◆ **About this task**:
Find every line with the string "leaf" in the material below and copy it.

++++ Supplied information ++++

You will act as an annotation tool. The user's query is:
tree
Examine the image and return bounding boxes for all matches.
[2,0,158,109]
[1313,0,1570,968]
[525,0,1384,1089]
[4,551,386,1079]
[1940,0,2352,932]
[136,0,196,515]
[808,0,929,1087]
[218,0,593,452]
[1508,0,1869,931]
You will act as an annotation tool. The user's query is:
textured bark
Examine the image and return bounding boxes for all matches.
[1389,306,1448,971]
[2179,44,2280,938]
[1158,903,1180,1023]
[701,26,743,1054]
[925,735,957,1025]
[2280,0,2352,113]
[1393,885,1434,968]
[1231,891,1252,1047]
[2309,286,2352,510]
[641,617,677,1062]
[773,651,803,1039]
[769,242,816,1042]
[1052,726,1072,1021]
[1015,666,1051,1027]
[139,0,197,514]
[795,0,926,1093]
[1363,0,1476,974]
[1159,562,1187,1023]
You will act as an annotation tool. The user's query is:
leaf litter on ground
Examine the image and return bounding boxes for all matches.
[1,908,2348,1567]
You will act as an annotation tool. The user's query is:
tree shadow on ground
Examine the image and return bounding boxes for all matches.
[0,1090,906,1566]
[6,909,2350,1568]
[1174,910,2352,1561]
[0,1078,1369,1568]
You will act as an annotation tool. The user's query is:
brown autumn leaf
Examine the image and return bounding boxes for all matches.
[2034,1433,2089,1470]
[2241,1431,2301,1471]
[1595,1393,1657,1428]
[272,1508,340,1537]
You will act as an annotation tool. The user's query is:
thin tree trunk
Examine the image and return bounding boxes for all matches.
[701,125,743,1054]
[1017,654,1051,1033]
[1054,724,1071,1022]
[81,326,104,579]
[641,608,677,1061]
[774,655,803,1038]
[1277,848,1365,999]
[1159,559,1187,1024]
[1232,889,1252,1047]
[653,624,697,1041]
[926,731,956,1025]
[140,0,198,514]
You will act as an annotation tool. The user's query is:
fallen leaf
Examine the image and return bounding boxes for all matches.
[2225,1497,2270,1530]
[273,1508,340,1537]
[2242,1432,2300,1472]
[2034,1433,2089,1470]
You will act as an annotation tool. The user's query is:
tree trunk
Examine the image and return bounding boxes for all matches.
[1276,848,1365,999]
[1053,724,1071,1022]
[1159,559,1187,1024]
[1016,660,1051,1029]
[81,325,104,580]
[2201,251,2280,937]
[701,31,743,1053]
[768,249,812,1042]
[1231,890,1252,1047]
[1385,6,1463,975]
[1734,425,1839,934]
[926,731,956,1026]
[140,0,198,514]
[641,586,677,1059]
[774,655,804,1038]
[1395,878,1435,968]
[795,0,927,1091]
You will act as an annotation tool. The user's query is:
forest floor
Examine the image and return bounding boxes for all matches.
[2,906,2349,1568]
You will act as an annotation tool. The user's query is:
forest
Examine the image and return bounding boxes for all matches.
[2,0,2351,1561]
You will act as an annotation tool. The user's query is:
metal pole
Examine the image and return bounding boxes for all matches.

++++

◆ **Response**:
leaf litter on ground
brown autumn leaf
fallen leaf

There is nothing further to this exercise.